▸ La tarea:
Convierte, por favor, todas las líneas del material en una lista JSON de cadenas, con una cadena por cada línea y omitiendo las líneas en blanco.
* * *
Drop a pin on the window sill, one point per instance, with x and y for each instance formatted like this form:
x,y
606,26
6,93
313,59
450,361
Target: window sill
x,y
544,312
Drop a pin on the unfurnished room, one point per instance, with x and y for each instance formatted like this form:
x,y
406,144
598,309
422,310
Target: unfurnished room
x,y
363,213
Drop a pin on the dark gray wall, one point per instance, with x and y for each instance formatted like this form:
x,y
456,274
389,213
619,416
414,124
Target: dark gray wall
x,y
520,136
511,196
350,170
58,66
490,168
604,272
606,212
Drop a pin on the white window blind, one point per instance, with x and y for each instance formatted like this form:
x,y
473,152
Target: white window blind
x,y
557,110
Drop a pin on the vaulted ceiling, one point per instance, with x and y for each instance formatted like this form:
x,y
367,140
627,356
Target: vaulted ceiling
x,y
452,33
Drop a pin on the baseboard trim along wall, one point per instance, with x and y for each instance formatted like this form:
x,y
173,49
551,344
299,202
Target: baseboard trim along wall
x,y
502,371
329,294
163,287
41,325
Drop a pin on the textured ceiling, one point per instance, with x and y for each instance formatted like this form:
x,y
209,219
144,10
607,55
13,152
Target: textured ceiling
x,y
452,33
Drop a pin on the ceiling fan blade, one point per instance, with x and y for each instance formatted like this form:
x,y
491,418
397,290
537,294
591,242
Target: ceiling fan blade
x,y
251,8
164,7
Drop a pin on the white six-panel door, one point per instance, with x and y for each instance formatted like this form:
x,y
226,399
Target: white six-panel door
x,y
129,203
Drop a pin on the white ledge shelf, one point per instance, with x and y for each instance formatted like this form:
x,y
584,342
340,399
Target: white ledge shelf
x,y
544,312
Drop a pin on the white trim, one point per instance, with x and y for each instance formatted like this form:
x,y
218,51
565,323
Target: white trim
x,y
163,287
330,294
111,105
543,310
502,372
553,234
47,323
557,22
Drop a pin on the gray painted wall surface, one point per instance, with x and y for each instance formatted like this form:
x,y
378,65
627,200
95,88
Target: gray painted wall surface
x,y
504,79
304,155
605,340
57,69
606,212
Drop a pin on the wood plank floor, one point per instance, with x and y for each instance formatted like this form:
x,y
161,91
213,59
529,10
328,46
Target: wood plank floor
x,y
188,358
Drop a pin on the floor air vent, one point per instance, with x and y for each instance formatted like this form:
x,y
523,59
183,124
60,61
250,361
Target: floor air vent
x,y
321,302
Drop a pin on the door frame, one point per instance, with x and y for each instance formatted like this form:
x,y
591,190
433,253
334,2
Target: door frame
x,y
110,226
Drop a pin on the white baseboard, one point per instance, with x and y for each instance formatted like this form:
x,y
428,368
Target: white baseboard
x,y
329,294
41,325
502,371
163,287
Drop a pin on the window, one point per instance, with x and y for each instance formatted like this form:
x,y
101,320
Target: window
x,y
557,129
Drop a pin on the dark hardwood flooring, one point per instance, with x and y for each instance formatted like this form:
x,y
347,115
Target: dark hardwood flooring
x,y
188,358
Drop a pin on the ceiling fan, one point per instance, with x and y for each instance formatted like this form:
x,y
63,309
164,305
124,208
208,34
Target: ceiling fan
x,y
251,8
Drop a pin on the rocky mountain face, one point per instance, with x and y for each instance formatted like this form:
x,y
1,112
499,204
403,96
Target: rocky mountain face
* * *
▸ Resultado completo:
[
  "Drop a pin on the window sill, one point per instance, with x and y for each instance formatted like this form:",
  "x,y",
  "606,26",
  "6,93",
  "313,59",
  "450,361",
  "Target: window sill",
  "x,y",
  "544,312",
  "Drop a pin on the unfurnished room, one point per instance, with x and y for each instance formatted like this form:",
  "x,y",
  "406,144",
  "598,309",
  "422,310",
  "Target: unfurnished room",
  "x,y",
  "363,213",
  "Drop a pin on the dark gray wall, one point per instance, with x and y for each instance formatted like this form:",
  "x,y",
  "456,274",
  "389,213",
  "619,416",
  "414,124",
  "Target: dark gray wall",
  "x,y",
  "520,136",
  "511,196",
  "350,170",
  "58,66",
  "490,168",
  "604,272",
  "606,212",
  "Drop a pin on the white window blind, one point per instance, with x and y for each instance formatted like this form:",
  "x,y",
  "473,152",
  "Target: white window blind",
  "x,y",
  "557,110",
  "Drop a pin on the vaulted ceiling, one point per instance, with x and y for each instance formatted like this form:",
  "x,y",
  "367,140",
  "627,356",
  "Target: vaulted ceiling",
  "x,y",
  "452,33",
  "Drop a pin on the baseboard trim along wall, one point per instance, with x and y for each instance formatted like this form:",
  "x,y",
  "173,49",
  "551,344",
  "299,202",
  "Target: baseboard trim along wall",
  "x,y",
  "502,371",
  "329,294",
  "163,287",
  "41,325",
  "Drop a pin on the textured ceiling, one point per instance, with x and y for each instance formatted like this form:",
  "x,y",
  "209,219",
  "144,10",
  "607,55",
  "13,152",
  "Target: textured ceiling",
  "x,y",
  "452,33",
  "Drop a pin on the ceiling fan blade, one point per instance, with x and y for each instance formatted like this form:",
  "x,y",
  "491,418",
  "397,290",
  "537,294",
  "591,242",
  "Target: ceiling fan blade",
  "x,y",
  "251,8",
  "164,7",
  "Drop a pin on the white six-panel door, one point per instance, with x and y for each instance formatted like this form:",
  "x,y",
  "226,399",
  "Target: white six-panel door",
  "x,y",
  "129,203",
  "Drop a pin on the white ledge shelf, one point per instance, with x and y for each instance formatted like this form:",
  "x,y",
  "584,342",
  "340,399",
  "Target: white ledge shelf",
  "x,y",
  "544,312",
  "Drop a pin on the white trim, one point per instance, with x and y for each instance formatted like this form:",
  "x,y",
  "218,51",
  "565,323",
  "Target: white trim",
  "x,y",
  "163,287",
  "330,294",
  "111,105",
  "543,310",
  "502,372",
  "553,234",
  "47,323",
  "557,22",
  "Drop a pin on the gray painted wall surface, one point per instance, with x and y for each instance formatted like this form:",
  "x,y",
  "378,65",
  "627,200",
  "95,88",
  "Target: gray painted wall surface",
  "x,y",
  "504,79",
  "304,155",
  "605,340",
  "57,69",
  "606,212",
  "Drop a pin on the wood plank floor, one point per instance, with x and y for each instance formatted like this form:",
  "x,y",
  "161,91",
  "213,59",
  "529,10",
  "328,46",
  "Target: wood plank floor",
  "x,y",
  "188,358",
  "Drop a pin on the floor air vent, one point per instance, with x and y for each instance formatted like this form:",
  "x,y",
  "523,59",
  "183,124",
  "60,61",
  "250,361",
  "Target: floor air vent",
  "x,y",
  "321,302",
  "Drop a pin on the door frame, one point per instance, with x and y for each instance formatted like this form:",
  "x,y",
  "591,190",
  "433,253",
  "334,2",
  "Target: door frame",
  "x,y",
  "110,226",
  "Drop a pin on the white baseboard, one point per instance, with x and y for each instance formatted like this form:",
  "x,y",
  "428,368",
  "Target: white baseboard",
  "x,y",
  "329,294",
  "41,325",
  "502,371",
  "163,287",
  "Drop a pin on the window, one point per instance, with x and y for each instance formatted like this form:",
  "x,y",
  "101,320",
  "Target: window",
  "x,y",
  "557,129",
  "Drop a pin on the dark hardwood flooring, one point per instance, with x and y for each instance formatted like this form:",
  "x,y",
  "347,115",
  "Target: dark hardwood flooring",
  "x,y",
  "188,358",
  "Drop a pin on the ceiling fan, one point per instance, with x and y for each instance formatted like this form:",
  "x,y",
  "63,309",
  "164,305",
  "124,208",
  "208,34",
  "Target: ceiling fan",
  "x,y",
  "251,8",
  "Drop a pin on the rocky mountain face, one point per instance, with x and y for each instance formatted like this form:",
  "x,y",
  "1,112",
  "499,204",
  "403,96",
  "Target: rocky mountain face"
]